Text section ->

Relevant examples of resilience outcomes of interest to NIA include:

  • Cognitive
  • Neurodegenerative
  • Inflammatory
  • Metabolic
  • Microbiota
  • Glucose and/or lipid homeostasis
  • Sacrcopenic obesity
  • Wound healing.

Submission Deadline

Applications are due April 15, 2019, by 5 p.m. local time of the submitting institution.

Review Perspective

The completeness, compliance, and responsiveness of your application are of the utmost importance because applications that are incomplete, noncompliant, or not responsive to the RFA will not be reviewed. PIs are encouraged to read the FOA thoroughly to determine what components are necessary to include in the application.

For this initiative, letters of support are among the factors that determine compliance. For the overall component, a letter of institutional commitment from the dean or another official of similar rank must be included. For a consortium that will involve multiple institutions, similar letters of support from each participating institution must be included. Letters of support for the administrative core, botanical core, and research projects are also allowed.

The U19 application requires multiple components. Compliant applications will include an overall component, an administrative core or structure, a botanical core, and two research projects.

Page limitations for the research strategy sections of each application component will also determine compliance and are as follows:

  • Overall component: 12 pages
  • Administrative core: 6 pages
  • Botanical core: 12 pages
  • Research projects: 12 pages per project.

Applications must be responsive to the research objectives of the RFA. Responsiveness will be determined by program staff. When reading the RFA, it is helpful to refer to the “Specific Areas of Research Interest” and the “Excluded Research Areas” and to search for words like “must,” “should,” and “need.”

Data supplied ->

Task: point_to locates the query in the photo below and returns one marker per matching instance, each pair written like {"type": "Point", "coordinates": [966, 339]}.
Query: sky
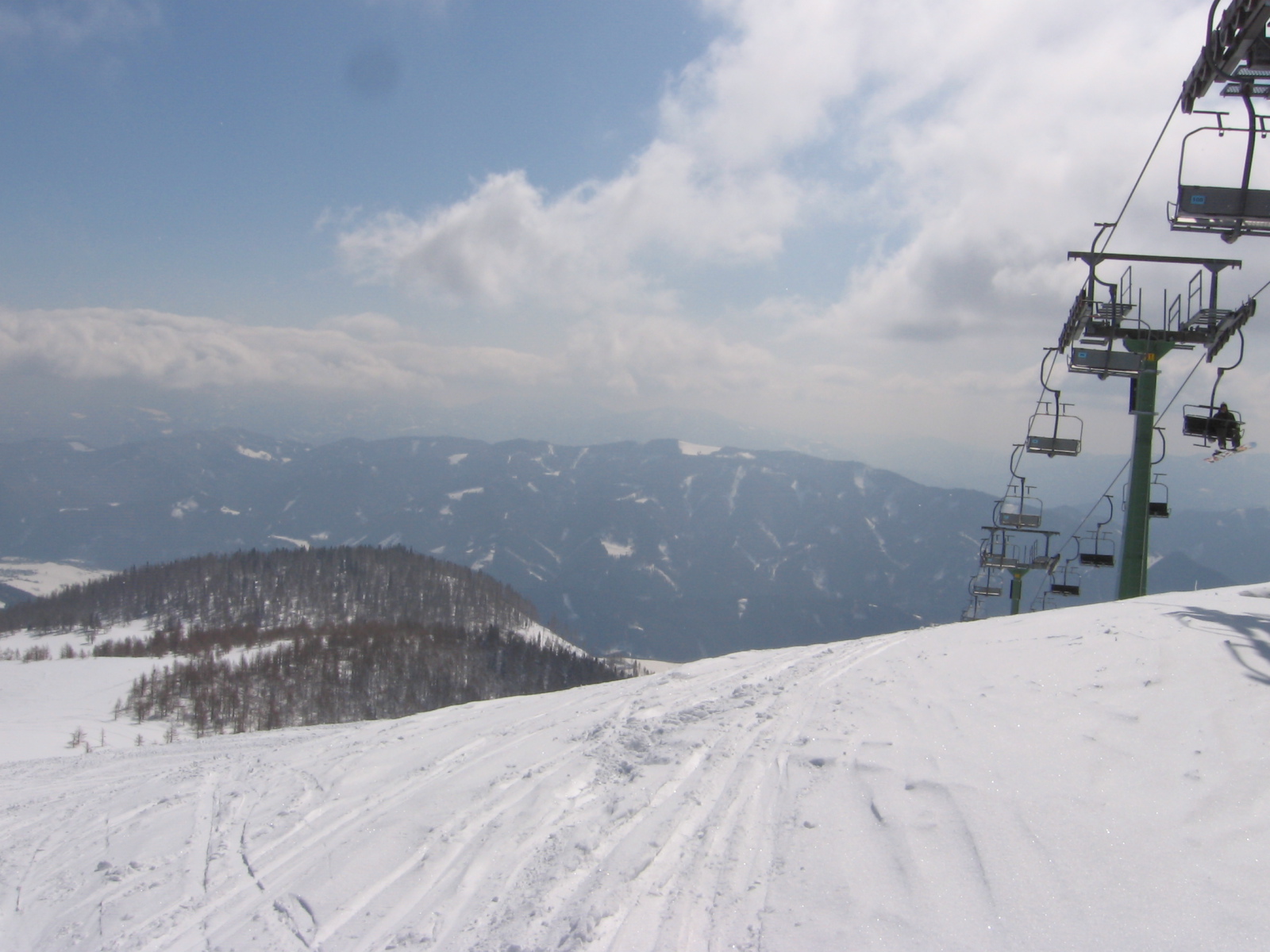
{"type": "Point", "coordinates": [845, 220]}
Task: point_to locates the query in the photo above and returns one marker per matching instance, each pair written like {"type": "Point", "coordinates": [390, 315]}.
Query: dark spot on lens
{"type": "Point", "coordinates": [372, 73]}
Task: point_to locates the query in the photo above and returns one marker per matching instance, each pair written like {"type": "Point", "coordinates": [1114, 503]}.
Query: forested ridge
{"type": "Point", "coordinates": [347, 673]}
{"type": "Point", "coordinates": [279, 589]}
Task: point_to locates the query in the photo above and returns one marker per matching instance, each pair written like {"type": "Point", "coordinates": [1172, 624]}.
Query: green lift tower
{"type": "Point", "coordinates": [1103, 315]}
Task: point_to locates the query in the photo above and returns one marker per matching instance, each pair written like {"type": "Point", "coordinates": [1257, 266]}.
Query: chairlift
{"type": "Point", "coordinates": [987, 584]}
{"type": "Point", "coordinates": [1098, 549]}
{"type": "Point", "coordinates": [1054, 432]}
{"type": "Point", "coordinates": [1071, 583]}
{"type": "Point", "coordinates": [1019, 509]}
{"type": "Point", "coordinates": [1229, 209]}
{"type": "Point", "coordinates": [1157, 507]}
{"type": "Point", "coordinates": [1051, 429]}
{"type": "Point", "coordinates": [1200, 420]}
{"type": "Point", "coordinates": [1206, 422]}
{"type": "Point", "coordinates": [999, 551]}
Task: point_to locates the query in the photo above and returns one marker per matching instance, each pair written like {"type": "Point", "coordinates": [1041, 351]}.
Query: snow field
{"type": "Point", "coordinates": [1096, 777]}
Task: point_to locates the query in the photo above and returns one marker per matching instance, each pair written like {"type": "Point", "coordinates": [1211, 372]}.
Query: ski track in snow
{"type": "Point", "coordinates": [1090, 778]}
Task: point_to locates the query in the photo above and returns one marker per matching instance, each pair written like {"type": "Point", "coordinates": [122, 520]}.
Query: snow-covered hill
{"type": "Point", "coordinates": [1090, 778]}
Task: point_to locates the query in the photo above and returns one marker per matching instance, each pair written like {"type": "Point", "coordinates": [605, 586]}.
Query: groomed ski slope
{"type": "Point", "coordinates": [1094, 778]}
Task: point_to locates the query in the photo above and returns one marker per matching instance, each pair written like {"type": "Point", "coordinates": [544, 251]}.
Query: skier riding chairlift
{"type": "Point", "coordinates": [1225, 427]}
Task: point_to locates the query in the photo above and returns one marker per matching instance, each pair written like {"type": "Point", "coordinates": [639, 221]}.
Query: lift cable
{"type": "Point", "coordinates": [1137, 182]}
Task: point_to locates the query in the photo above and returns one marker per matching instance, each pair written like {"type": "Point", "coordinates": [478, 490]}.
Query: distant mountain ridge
{"type": "Point", "coordinates": [662, 549]}
{"type": "Point", "coordinates": [279, 589]}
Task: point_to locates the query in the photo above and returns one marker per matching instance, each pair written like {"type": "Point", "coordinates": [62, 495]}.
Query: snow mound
{"type": "Point", "coordinates": [1096, 777]}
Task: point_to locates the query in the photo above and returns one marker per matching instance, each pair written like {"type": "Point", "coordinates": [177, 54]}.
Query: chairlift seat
{"type": "Point", "coordinates": [1210, 209]}
{"type": "Point", "coordinates": [1022, 520]}
{"type": "Point", "coordinates": [1054, 446]}
{"type": "Point", "coordinates": [1114, 363]}
{"type": "Point", "coordinates": [995, 560]}
{"type": "Point", "coordinates": [1102, 560]}
{"type": "Point", "coordinates": [1197, 427]}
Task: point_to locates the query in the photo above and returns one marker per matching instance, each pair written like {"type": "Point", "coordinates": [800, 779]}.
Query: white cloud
{"type": "Point", "coordinates": [973, 140]}
{"type": "Point", "coordinates": [365, 352]}
{"type": "Point", "coordinates": [71, 23]}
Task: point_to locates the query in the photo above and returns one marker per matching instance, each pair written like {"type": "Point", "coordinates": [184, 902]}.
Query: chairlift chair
{"type": "Point", "coordinates": [1157, 507]}
{"type": "Point", "coordinates": [1100, 551]}
{"type": "Point", "coordinates": [1071, 583]}
{"type": "Point", "coordinates": [1019, 509]}
{"type": "Point", "coordinates": [1053, 432]}
{"type": "Point", "coordinates": [987, 584]}
{"type": "Point", "coordinates": [1198, 422]}
{"type": "Point", "coordinates": [1229, 211]}
{"type": "Point", "coordinates": [999, 552]}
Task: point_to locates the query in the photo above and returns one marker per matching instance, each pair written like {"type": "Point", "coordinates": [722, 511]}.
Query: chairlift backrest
{"type": "Point", "coordinates": [1198, 422]}
{"type": "Point", "coordinates": [1105, 363]}
{"type": "Point", "coordinates": [1227, 209]}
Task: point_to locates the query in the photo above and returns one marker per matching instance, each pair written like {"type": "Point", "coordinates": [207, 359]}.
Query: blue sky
{"type": "Point", "coordinates": [182, 163]}
{"type": "Point", "coordinates": [840, 219]}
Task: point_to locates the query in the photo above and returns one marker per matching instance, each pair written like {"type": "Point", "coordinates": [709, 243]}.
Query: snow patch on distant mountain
{"type": "Point", "coordinates": [698, 448]}
{"type": "Point", "coordinates": [618, 550]}
{"type": "Point", "coordinates": [44, 578]}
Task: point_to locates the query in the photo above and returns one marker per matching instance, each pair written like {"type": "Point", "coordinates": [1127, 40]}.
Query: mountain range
{"type": "Point", "coordinates": [664, 549]}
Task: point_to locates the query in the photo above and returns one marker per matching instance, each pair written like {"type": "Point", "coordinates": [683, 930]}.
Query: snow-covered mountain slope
{"type": "Point", "coordinates": [44, 578]}
{"type": "Point", "coordinates": [1096, 777]}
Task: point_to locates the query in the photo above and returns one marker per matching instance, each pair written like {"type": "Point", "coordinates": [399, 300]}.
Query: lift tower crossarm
{"type": "Point", "coordinates": [1212, 332]}
{"type": "Point", "coordinates": [1229, 44]}
{"type": "Point", "coordinates": [1095, 258]}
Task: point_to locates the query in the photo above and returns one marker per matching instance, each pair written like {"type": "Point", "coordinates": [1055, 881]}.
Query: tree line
{"type": "Point", "coordinates": [338, 673]}
{"type": "Point", "coordinates": [283, 588]}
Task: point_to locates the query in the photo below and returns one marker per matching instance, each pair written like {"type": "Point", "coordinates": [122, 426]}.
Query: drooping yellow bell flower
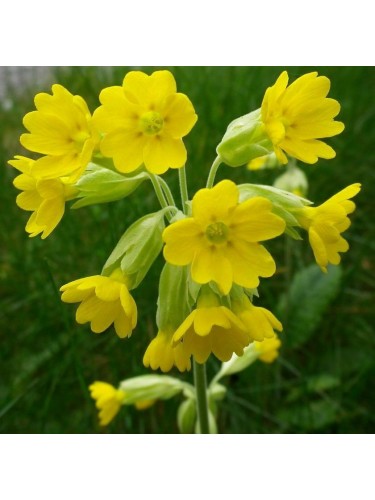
{"type": "Point", "coordinates": [108, 400]}
{"type": "Point", "coordinates": [298, 115]}
{"type": "Point", "coordinates": [104, 300]}
{"type": "Point", "coordinates": [44, 197]}
{"type": "Point", "coordinates": [221, 239]}
{"type": "Point", "coordinates": [61, 129]}
{"type": "Point", "coordinates": [325, 224]}
{"type": "Point", "coordinates": [211, 328]}
{"type": "Point", "coordinates": [144, 121]}
{"type": "Point", "coordinates": [162, 354]}
{"type": "Point", "coordinates": [259, 322]}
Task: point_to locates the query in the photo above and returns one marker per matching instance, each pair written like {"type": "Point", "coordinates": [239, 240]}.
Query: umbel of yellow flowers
{"type": "Point", "coordinates": [144, 121]}
{"type": "Point", "coordinates": [291, 121]}
{"type": "Point", "coordinates": [221, 238]}
{"type": "Point", "coordinates": [214, 251]}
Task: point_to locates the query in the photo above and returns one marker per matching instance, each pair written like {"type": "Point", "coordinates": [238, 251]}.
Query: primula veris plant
{"type": "Point", "coordinates": [214, 243]}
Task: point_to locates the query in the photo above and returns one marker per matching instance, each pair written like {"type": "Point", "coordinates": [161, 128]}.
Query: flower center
{"type": "Point", "coordinates": [151, 123]}
{"type": "Point", "coordinates": [217, 232]}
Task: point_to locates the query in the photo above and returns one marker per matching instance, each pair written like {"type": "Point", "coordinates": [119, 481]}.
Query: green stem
{"type": "Point", "coordinates": [200, 381]}
{"type": "Point", "coordinates": [213, 170]}
{"type": "Point", "coordinates": [183, 188]}
{"type": "Point", "coordinates": [159, 193]}
{"type": "Point", "coordinates": [167, 192]}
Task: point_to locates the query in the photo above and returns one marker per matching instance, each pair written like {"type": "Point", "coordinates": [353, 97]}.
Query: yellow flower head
{"type": "Point", "coordinates": [61, 128]}
{"type": "Point", "coordinates": [259, 322]}
{"type": "Point", "coordinates": [268, 349]}
{"type": "Point", "coordinates": [295, 117]}
{"type": "Point", "coordinates": [221, 239]}
{"type": "Point", "coordinates": [44, 197]}
{"type": "Point", "coordinates": [104, 300]}
{"type": "Point", "coordinates": [108, 401]}
{"type": "Point", "coordinates": [325, 224]}
{"type": "Point", "coordinates": [211, 328]}
{"type": "Point", "coordinates": [162, 354]}
{"type": "Point", "coordinates": [144, 122]}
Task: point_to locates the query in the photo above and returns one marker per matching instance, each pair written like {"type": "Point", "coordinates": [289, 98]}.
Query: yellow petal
{"type": "Point", "coordinates": [249, 262]}
{"type": "Point", "coordinates": [319, 249]}
{"type": "Point", "coordinates": [104, 316]}
{"type": "Point", "coordinates": [140, 88]}
{"type": "Point", "coordinates": [346, 194]}
{"type": "Point", "coordinates": [211, 264]}
{"type": "Point", "coordinates": [199, 347]}
{"type": "Point", "coordinates": [179, 116]}
{"type": "Point", "coordinates": [123, 325]}
{"type": "Point", "coordinates": [126, 149]}
{"type": "Point", "coordinates": [49, 215]}
{"type": "Point", "coordinates": [87, 309]}
{"type": "Point", "coordinates": [50, 167]}
{"type": "Point", "coordinates": [184, 327]}
{"type": "Point", "coordinates": [29, 200]}
{"type": "Point", "coordinates": [108, 290]}
{"type": "Point", "coordinates": [24, 182]}
{"type": "Point", "coordinates": [207, 317]}
{"type": "Point", "coordinates": [116, 111]}
{"type": "Point", "coordinates": [72, 295]}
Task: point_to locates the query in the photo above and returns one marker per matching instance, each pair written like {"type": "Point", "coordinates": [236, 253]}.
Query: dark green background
{"type": "Point", "coordinates": [323, 383]}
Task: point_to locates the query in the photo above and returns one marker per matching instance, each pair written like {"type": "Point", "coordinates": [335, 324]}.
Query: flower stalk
{"type": "Point", "coordinates": [200, 381]}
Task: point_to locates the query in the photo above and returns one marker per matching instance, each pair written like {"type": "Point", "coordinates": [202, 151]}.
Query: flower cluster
{"type": "Point", "coordinates": [215, 247]}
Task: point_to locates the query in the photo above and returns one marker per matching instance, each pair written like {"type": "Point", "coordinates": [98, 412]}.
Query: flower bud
{"type": "Point", "coordinates": [138, 248]}
{"type": "Point", "coordinates": [293, 180]}
{"type": "Point", "coordinates": [150, 388]}
{"type": "Point", "coordinates": [283, 203]}
{"type": "Point", "coordinates": [244, 140]}
{"type": "Point", "coordinates": [263, 162]}
{"type": "Point", "coordinates": [102, 185]}
{"type": "Point", "coordinates": [174, 299]}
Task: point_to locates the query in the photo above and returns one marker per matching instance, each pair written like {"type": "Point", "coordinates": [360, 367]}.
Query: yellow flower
{"type": "Point", "coordinates": [211, 328]}
{"type": "Point", "coordinates": [144, 404]}
{"type": "Point", "coordinates": [144, 122]}
{"type": "Point", "coordinates": [61, 128]}
{"type": "Point", "coordinates": [162, 354]}
{"type": "Point", "coordinates": [259, 322]}
{"type": "Point", "coordinates": [108, 401]}
{"type": "Point", "coordinates": [220, 240]}
{"type": "Point", "coordinates": [295, 117]}
{"type": "Point", "coordinates": [104, 300]}
{"type": "Point", "coordinates": [44, 197]}
{"type": "Point", "coordinates": [268, 349]}
{"type": "Point", "coordinates": [325, 224]}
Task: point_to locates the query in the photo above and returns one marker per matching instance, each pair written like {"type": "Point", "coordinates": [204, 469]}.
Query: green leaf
{"type": "Point", "coordinates": [302, 309]}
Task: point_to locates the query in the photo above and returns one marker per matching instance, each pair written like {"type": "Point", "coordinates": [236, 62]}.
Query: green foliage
{"type": "Point", "coordinates": [303, 305]}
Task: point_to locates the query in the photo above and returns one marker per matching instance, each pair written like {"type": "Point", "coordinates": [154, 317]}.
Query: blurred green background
{"type": "Point", "coordinates": [322, 381]}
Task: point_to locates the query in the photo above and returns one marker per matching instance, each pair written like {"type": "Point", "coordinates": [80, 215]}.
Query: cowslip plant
{"type": "Point", "coordinates": [214, 243]}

Exercise objective ->
According to the grant application guidance, what is the page limit for the research strategy section of the administrative core? The lines have nothing to do with the text.

Written answer ->
6 pages